Henry Ford on Bailouts

The idea that someone in this country can make over $200,000 a year and have this sad of a grasp on the English language is really pretty much all the explanation of the UAW that we need.

The reason that people are ragging on you is because of your very poor grammar, combined with a complete lack of punctuation. It makes it very hard to understand what you are writing and severely cripples your argument.

Oh and On topic. My grandfather was one of the main players in Organizing the union in the first unionized meat packing plant in the USA. I have a history of having union labor in my family… The unions have run their course, they have succeeded to accomplish what they set out to do, create fair, safe and humane working conditions. At this point the unions are Hurting this country far more than they are helping it.

:smiley: LOL

Unions became self-serving entities. The workers were safe, they were getting paid a fair wage, and the unions had nothing left to do. But they were now big business and were employing lots of people that didn’t actually have to work for a living anymore. Those guys surely didn’t want to go back to swinging a hammer or turning a wrench, and the only way for them to keep those cush gigs was to keep the dues rolling in. The only thing they could fight for anymore was higher wages and shorter hours.

What amazes me is that so many union guys can’t see through the haze of those $200k/year jobs and realize that all these union bosses are making three times that just to negotiate or less.

But, it also just goes to show you that everyone ultimately votes and bases their politics on one single thing: money. It’s a plain fact that this country can continue to (over) pay a few functional illiterates $200k/year, or can offer truly fair wages to a lot more people and keep the economy going.

I sincerely doubt our illiterate friend is making 200k. This is the internet after all.

I would also like to get in line to complain about a union made masterpiece American auto or two :smiley:

Funny how the Japanese car plants in America do so well and put out a better product than the union controlled American plants.

Dataset entries about object locations
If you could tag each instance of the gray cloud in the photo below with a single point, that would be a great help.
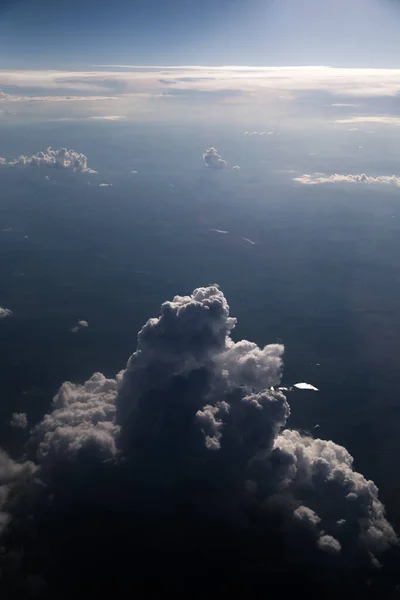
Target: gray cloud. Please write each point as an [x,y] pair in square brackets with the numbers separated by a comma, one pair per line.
[61,159]
[213,160]
[19,420]
[184,458]
[321,178]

*To be done:*
1: In the text titled "Henry Ford on Bailouts," list the adjectives used to describe the working conditions the unions set out to create.
2: In the Henry Ford on Bailouts text, reproduce the passage from "Henry Ford on" up to and including "that we need.", with "UAW" changed to "union".

*Solved tasks:*
1: fair, safe, humane

2:
Henry Ford on Bailouts

The idea that someone in this country can make over $200,000 a year and have this sad of a grasp on the English language is really pretty much all the explanation of the union that we need.